> DOCUMENT EXCERPT
════════════════

COMMUNICATIONS & Policy
- “The same capabilities being celebrated for drug discovery are now powerful enough to find and weaponize software vulnerabilities at machine speed, and health care’s defenses weren’t built for that pace. And while health care has been racing to find cures with artificial intelligence, nation-states have been in an arms race to wield power over each other. This adversarial landscape is compounded by a race between Silicon Valley and health systems to compete, often with each other.” In an opinion article for STAT News, The Light Collective’s Andrea Downing sounds an alarm on the vulnerability of healthcare systems’ information infrastructures in the face of AI-powered hacking attacks.
- “The study, conducted by C.D.C. scientists, calculated the effectiveness of Covid shots by looking at the vaccination status of people who had sought care at hospitals and emergency rooms. It found that vaccination cut the likelihood of emergency visits due to Covid by 50 percent and of hospitalizations by 55 percent, according to a summary of the study viewed by The New York Times.” The New York Times’ Apoorva Mandavilli reports that CDC officials have halted the expected publication of a study by CDC researchers that examined health outcomes associated with receiving vaccination for COVID.
- “Polling mainstays like Qualtrics and newer firms like Synthetic Users are proffering ‘silicon’ respondents—large language models (LLMs) that will pretend to be lots of different people and answer questions based on how the models predict they would respond.” At Mother Jones, Henry Carnell reports on the rise of real-world use of AI respondents in public polling.
- “AI adoption in higher education is not just a matter of technical exposure, but also requires other factors, such as psychological and structural readiness. Given the growing influence of AI, students require both confidence and institutional support to utilize AI-driven tools effectively. The findings underscore the need for higher education institutions to actively develop AI literacy programs and foster a culture that promotes the responsible use of AI.” A research article by Fute and colleagues, in press at the journal Humanities and Social Sciences Communications, examines conditions needed for deliberate adoption of AI tools in undergraduate and graduate settings.

════════════════

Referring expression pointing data
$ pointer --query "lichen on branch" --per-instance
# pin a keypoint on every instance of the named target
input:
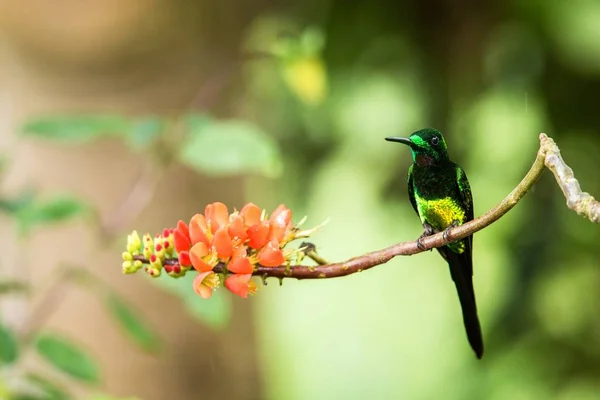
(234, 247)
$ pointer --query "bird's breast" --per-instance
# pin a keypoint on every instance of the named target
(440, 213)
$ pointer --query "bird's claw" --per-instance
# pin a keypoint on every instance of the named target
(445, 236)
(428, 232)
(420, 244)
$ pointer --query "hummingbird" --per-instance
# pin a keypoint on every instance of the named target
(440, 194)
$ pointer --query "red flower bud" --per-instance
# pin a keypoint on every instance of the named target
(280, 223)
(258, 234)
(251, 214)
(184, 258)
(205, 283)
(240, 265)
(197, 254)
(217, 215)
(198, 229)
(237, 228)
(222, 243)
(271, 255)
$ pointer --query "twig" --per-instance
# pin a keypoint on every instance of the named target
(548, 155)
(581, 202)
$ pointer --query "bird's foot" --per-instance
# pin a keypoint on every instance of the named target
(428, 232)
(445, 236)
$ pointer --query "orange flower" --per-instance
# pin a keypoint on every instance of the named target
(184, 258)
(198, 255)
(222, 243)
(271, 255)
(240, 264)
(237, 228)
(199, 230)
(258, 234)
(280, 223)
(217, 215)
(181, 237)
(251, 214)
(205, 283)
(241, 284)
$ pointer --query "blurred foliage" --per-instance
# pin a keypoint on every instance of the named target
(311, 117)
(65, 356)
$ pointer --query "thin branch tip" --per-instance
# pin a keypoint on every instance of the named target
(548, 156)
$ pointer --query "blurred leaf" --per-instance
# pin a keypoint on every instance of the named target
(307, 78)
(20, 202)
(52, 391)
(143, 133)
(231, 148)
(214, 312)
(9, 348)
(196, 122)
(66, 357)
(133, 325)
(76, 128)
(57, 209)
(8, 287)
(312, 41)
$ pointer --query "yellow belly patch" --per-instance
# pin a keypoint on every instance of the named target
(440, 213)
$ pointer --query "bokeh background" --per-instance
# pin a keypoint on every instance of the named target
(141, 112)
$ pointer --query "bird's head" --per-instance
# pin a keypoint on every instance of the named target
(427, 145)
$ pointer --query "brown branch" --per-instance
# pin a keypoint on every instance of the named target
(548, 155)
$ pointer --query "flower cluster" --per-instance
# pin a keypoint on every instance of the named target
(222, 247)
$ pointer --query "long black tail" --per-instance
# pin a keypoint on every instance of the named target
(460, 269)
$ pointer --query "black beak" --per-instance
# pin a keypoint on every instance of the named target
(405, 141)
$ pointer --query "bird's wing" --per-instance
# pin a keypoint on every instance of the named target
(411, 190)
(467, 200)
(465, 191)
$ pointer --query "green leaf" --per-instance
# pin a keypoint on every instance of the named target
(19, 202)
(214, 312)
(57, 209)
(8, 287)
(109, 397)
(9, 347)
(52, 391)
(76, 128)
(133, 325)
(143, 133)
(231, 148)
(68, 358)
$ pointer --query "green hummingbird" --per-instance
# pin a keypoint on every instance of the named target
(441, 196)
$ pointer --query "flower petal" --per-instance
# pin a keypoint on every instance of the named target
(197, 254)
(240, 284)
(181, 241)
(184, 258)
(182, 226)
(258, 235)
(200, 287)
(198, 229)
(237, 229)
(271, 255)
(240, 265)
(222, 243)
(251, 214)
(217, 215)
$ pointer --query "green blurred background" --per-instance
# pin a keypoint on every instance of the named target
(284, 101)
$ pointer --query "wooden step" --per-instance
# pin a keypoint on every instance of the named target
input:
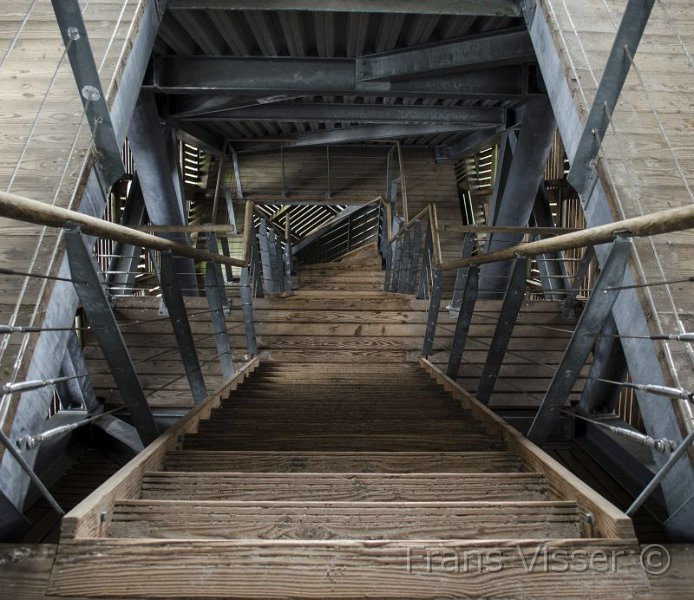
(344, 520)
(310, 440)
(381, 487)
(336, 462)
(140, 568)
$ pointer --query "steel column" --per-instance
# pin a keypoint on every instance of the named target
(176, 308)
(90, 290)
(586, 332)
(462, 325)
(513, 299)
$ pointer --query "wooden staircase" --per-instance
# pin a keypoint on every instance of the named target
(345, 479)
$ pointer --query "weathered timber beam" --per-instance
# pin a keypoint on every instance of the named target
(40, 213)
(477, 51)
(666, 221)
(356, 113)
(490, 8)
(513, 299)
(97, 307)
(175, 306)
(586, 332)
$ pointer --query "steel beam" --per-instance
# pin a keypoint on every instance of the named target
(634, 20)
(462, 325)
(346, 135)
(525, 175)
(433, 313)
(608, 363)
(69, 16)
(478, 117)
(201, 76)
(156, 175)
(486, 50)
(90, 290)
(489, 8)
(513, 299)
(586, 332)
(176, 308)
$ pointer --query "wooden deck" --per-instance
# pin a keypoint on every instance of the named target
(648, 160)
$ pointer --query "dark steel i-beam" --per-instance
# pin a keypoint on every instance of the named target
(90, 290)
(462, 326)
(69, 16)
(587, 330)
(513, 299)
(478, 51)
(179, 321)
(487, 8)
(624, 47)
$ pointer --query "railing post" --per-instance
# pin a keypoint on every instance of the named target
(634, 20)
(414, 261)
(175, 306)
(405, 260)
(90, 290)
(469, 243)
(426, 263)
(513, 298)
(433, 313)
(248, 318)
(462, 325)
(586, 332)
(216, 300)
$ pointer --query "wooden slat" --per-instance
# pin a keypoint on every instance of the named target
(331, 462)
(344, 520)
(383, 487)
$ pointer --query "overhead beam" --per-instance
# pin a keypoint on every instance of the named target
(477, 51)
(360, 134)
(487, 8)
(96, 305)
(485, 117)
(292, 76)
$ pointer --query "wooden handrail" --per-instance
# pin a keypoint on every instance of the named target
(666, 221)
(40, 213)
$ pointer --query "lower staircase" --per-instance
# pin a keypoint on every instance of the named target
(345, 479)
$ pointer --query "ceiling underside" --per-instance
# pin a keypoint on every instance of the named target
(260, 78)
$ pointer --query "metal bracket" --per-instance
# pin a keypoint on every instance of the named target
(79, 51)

════════════════

From the news roundup above, extract the passage starting with "COMMUNICATIONS & Policy" and going on through "AI-powered hacking attacks.", copying it word for word.

COMMUNICATIONS & Policy
- “The same capabilities being celebrated for drug discovery are now powerful enough to find and weaponize software vulnerabilities at machine speed, and health care’s defenses weren’t built for that pace. And while health care has been racing to find cures with artificial intelligence, nation-states have been in an arms race to wield power over each other. This adversarial landscape is compounded by a race between Silicon Valley and health systems to compete, often with each other.” In an opinion article for STAT News, The Light Collective’s Andrea Downing sounds an alarm on the vulnerability of healthcare systems’ information infrastructures in the face of AI-powered hacking attacks.